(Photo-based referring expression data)

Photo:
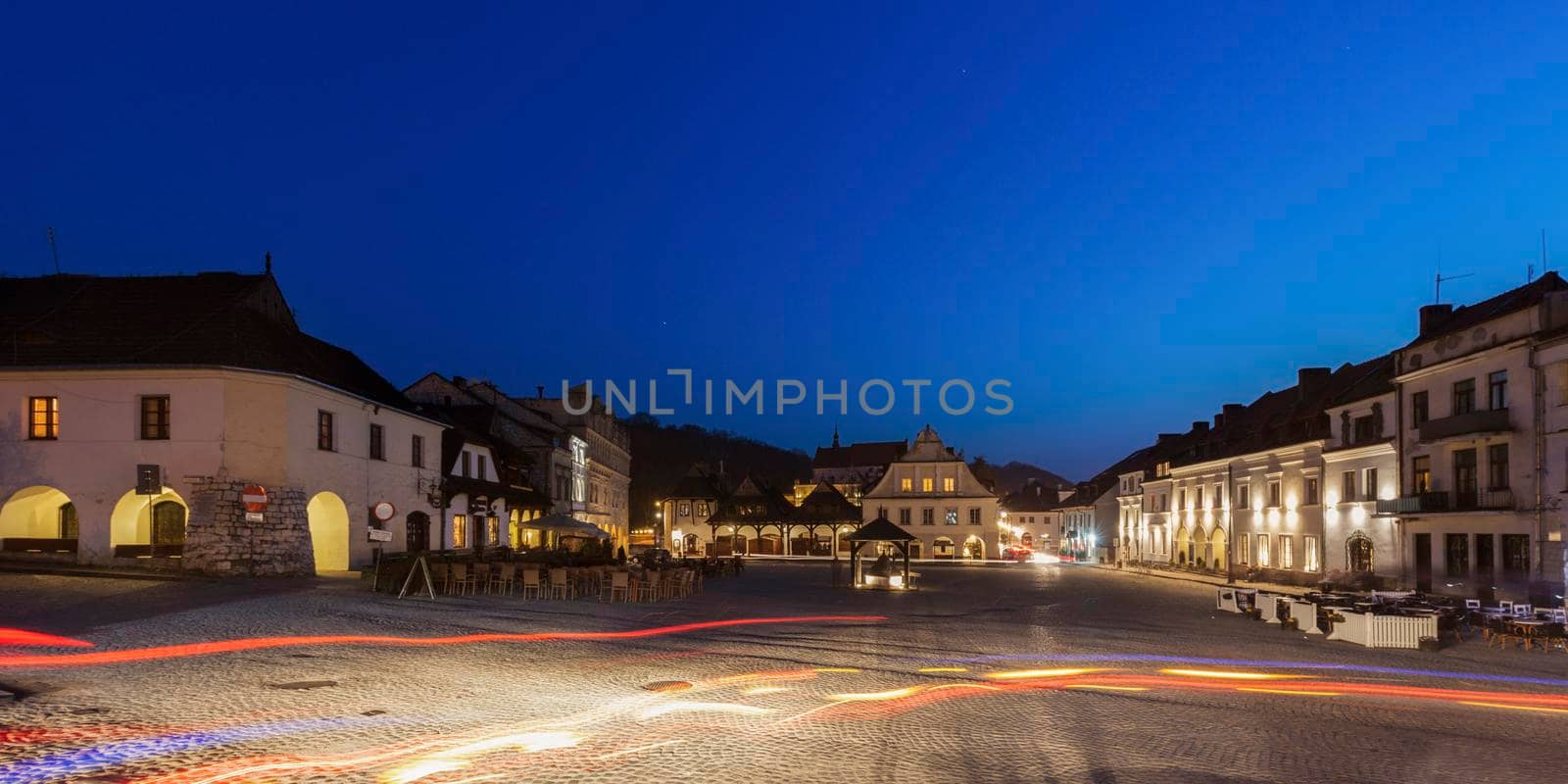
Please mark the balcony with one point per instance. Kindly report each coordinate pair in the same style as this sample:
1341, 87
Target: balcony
1445, 501
1474, 422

(TASK INSTRUCTIONS)
In the copy, include all records verbatim but no images.

(RESULT BELOW)
Photo:
Please mark the balcony with one point per instance. Kindly report each coordinate pair in the same style as this sample:
1341, 87
Target: balcony
1445, 501
1474, 422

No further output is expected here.